* **Activity 1**
From the energy industry article, list every source of energy it names.
* **Activity 2**
Please carry on the energy industry article from the point where it stops.

* **Text**
KEY POINTS
  • Even pre-pandemic, the sector already had plans to cancel major infrastructure projects like pipelines.
  • Most of the new electricity generation coming online today is coming from solar and wind.
  • Tending to the plight of those workers whose jobs are lost will have to be part of the energy-options puzzle.

“Serious stress, serious stress.”

“An industry in its last days.”

“Steady decline [in growth, demand] for the past decade.”

“Cratering.”

Those are a few of the characterizations of today’s oil, natural gas, and coal industries put forward by several independent journalists, writers, and analysts in the new edition of the “This is Not Cool” video series.

… And then, along came the coronavirus and the COVID-19 challenges, providing one more blow to the energy industry.

Even pre-pandemic, the conventional energy sector “already had plans to cancel major infrastructure projects like pipelines,” independent journalist Keith Schneider told Yale Climate Connections. And with the pandemic, oil and gas experienced “the worst body blow in its modern contemporary history,” he said.

Journalist and writer Antonia Juhasz agree, pointing to “an industry in its last days, it’s just getting hit from too many sides.”

* **Data for analysis**
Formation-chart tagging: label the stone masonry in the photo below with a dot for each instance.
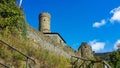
(53, 42)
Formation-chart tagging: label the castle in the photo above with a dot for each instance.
(44, 27)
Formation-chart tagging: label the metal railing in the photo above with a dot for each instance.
(4, 65)
(27, 57)
(92, 62)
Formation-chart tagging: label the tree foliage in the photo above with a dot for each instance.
(114, 59)
(12, 17)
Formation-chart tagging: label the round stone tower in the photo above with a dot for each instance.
(44, 22)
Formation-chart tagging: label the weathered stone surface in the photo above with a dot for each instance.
(85, 50)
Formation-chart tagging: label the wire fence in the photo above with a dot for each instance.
(15, 49)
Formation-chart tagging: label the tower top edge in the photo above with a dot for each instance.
(45, 14)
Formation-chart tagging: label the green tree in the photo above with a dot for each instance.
(12, 18)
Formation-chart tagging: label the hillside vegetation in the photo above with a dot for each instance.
(13, 30)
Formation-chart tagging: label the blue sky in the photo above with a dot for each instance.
(96, 22)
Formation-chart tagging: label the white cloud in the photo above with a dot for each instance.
(97, 46)
(116, 44)
(116, 15)
(99, 24)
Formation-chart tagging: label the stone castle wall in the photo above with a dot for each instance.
(39, 40)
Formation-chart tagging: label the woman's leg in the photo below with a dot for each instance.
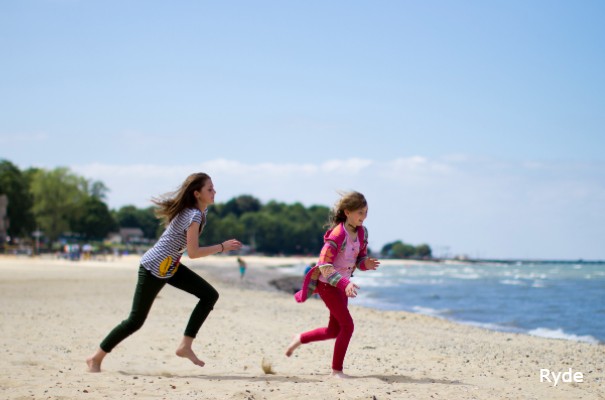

* **Answer section 1**
oil, natural gas, coal, solar, wind

* **Answer section 2**
“Most of the new electricity generation coming online today is coming from wind and solar,” says Houston Chronicle reporter Chris Tomlinson. And professor Dan Kammen of the University of California Berkeley says solar and wind have been the cheapest energy options worldwide for at least the past three consecutive years.

Kammen also says that he believes solar and wind energy initiatives can advance two to three times as many job opportunities as traditional fossil fuel projects: That would be critical to help long-time coal and other fossil fuel industry employees whose decades of work has been critical to economic development … and who society cannot simply leave stranded as momentum turns toward a clean economy. Tending to the plight of those workers whose jobs are lost will have to be part of the energy-options puzzle, interviewees say.